(THE TASK) Transcribe the passage of the declaration of principles below word for word, starting at "6. That as the" and ending at "aristocratic and plutocratic.".

The establishment of a system of society based upon the common ownership and democratic control of the means and instruments for producing and distributing wealth by and in the interest of the whole community.

Declaration of Principles

THE SOCIALIST PARTY OF GREAT BRITAIN HOLDS:

1. That society as at present constituted is based upon the ownership of the means of living (ie land, factories, railways, etc.) by the capitalist or master class, and the consequent enslavement of the working class, by whose labour alone wealth is produced.

2. That in society, therefore, there is an antagonism of interests, manifesting itself as a class struggle, between those who possess but do not produce and those who produce but do not possess.

3.That this antagonism can be abolished only by the emancipation of the working class from the domination of the master class, by the conversion into common property of society of the means of production and distribution, and their democratic control by the whole people.

4. That as in the order of social evolution the working class is the last class to achieve its freedom, the emancipation of the working class will involve the emancipation of all mankind without distinction of race or sex.

5. That this emancipation must be the work of the working class itself.

6. That as the machinery of government, including the armed forces of the nation, exists only to conserve the monopoly by the capitalist class of the wealth taken from the workers, the working class must organise consciously and politically for the conquest of the powers of government, national and local, in order that this machinery, including these forces, may be converted from an instrument of oppression into the agent of emancipation and the overthrow of privilege, aristocratic and plutocratic.

7. That as all political parties are but the expression of class interests, and as the interest of the working class is diametrically opposed to the interests of all sections of the master class, the party seeking working class emancipation must be hostile to every other party.

8. The Socialist Party of Great Britain, therefore, enters the field of political action determined to wage war against all other political parties, whether alleged labour or avowedly capitalist, and calls upon the members of the working class of this country to muster under its banner to the end that a speedy termination may be wrought to the system which deprives them of the fruits of their labour, and that poverty may give place to comfort, privilege to equality, and slavery to freedom.

(ENTRIES SHOWN)
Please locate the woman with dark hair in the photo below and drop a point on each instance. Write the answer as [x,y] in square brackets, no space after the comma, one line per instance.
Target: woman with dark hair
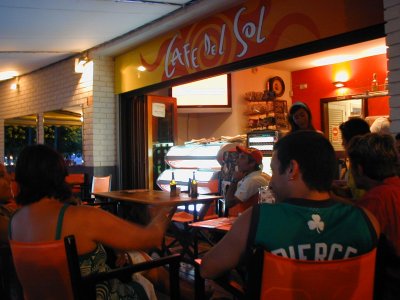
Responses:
[300,117]
[44,196]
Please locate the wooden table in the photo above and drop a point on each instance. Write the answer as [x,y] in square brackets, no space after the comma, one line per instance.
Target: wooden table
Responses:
[146,197]
[156,198]
[222,224]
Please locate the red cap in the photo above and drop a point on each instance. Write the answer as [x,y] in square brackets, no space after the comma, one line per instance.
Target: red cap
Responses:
[254,153]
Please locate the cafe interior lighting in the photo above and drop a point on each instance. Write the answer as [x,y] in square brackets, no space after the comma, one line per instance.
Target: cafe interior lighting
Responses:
[15,85]
[338,84]
[80,63]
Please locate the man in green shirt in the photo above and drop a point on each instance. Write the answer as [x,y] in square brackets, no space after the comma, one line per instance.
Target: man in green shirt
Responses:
[304,223]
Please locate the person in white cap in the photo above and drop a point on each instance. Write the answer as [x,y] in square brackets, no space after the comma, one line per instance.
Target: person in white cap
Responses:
[243,191]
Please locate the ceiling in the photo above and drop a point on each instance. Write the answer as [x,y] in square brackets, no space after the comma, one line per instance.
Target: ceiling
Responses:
[34,34]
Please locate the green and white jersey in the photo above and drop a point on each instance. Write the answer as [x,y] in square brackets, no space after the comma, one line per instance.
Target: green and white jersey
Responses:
[313,230]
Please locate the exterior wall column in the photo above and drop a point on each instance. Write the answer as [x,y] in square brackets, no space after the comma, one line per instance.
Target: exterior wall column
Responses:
[392,29]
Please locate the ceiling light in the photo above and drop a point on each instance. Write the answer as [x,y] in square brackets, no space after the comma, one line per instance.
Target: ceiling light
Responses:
[80,63]
[338,84]
[15,85]
[7,75]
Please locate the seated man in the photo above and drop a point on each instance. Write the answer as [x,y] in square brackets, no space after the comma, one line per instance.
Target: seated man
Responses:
[304,223]
[373,160]
[243,190]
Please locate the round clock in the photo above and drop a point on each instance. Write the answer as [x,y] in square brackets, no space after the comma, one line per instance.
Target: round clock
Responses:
[276,85]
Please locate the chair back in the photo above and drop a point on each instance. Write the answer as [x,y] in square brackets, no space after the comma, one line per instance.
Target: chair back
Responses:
[101,184]
[242,206]
[43,269]
[283,278]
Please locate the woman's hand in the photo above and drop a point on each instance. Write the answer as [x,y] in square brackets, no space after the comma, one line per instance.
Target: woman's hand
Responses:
[160,221]
[123,259]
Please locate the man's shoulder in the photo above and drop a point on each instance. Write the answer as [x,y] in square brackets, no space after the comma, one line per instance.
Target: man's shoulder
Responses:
[257,175]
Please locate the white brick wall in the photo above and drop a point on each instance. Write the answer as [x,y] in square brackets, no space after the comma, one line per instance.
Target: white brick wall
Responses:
[392,29]
[58,86]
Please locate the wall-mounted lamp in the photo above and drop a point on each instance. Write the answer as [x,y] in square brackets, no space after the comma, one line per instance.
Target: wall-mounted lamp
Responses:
[338,84]
[80,63]
[15,85]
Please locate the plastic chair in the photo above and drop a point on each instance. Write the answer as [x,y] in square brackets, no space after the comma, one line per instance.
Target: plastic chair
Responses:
[9,284]
[50,270]
[274,277]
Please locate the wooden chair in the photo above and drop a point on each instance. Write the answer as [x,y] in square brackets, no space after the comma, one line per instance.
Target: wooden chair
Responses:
[50,270]
[274,277]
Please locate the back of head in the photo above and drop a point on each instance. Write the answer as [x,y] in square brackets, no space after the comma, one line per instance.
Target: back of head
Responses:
[353,127]
[314,155]
[40,172]
[293,109]
[375,153]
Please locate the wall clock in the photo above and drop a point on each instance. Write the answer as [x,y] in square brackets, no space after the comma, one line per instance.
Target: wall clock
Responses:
[276,85]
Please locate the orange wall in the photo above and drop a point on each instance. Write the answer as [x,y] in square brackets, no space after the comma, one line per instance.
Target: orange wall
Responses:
[319,84]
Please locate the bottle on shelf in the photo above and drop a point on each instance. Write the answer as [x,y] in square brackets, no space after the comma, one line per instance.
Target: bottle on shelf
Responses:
[386,84]
[374,83]
[172,185]
[193,187]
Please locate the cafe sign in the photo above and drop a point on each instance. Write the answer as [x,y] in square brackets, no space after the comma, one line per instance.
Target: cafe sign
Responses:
[251,29]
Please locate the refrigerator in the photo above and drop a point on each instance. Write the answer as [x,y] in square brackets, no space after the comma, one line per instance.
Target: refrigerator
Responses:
[264,141]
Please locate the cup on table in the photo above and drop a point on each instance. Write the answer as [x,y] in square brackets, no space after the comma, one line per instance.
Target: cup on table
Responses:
[265,195]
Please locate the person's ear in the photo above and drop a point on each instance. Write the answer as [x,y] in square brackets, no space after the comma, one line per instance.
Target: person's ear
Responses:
[293,170]
[360,170]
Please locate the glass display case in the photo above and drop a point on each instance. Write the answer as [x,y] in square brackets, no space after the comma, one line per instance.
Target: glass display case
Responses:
[203,159]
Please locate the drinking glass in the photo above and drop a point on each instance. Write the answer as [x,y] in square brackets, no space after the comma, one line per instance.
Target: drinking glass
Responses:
[265,195]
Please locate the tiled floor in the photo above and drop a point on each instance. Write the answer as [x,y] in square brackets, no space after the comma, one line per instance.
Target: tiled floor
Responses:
[187,273]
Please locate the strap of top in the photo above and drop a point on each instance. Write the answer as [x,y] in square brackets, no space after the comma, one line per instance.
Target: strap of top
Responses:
[60,221]
[255,215]
[9,227]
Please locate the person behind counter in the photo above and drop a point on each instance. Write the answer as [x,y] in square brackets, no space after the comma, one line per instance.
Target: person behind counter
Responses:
[345,188]
[300,117]
[44,195]
[373,159]
[303,167]
[243,190]
[7,202]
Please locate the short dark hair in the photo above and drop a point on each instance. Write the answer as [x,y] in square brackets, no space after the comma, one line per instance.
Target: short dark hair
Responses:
[314,154]
[353,127]
[40,172]
[293,109]
[376,153]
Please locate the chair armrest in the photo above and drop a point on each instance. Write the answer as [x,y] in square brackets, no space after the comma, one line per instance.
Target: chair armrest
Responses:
[223,281]
[89,282]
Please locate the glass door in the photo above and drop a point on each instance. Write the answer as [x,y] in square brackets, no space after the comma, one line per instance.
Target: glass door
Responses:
[162,133]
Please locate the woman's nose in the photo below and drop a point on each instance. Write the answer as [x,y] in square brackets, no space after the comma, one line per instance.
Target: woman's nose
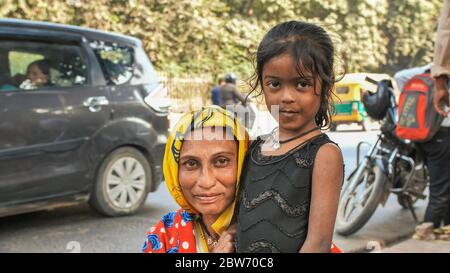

(FINISHED TASK)
6. That as the machinery of government, including the armed forces of the nation, exists only to conserve the monopoly by the capitalist class of the wealth taken from the workers, the working class must organise consciously and politically for the conquest of the powers of government, national and local, in order that this machinery, including these forces, may be converted from an instrument of oppression into the agent of emancipation and the overthrow of privilege, aristocratic and plutocratic.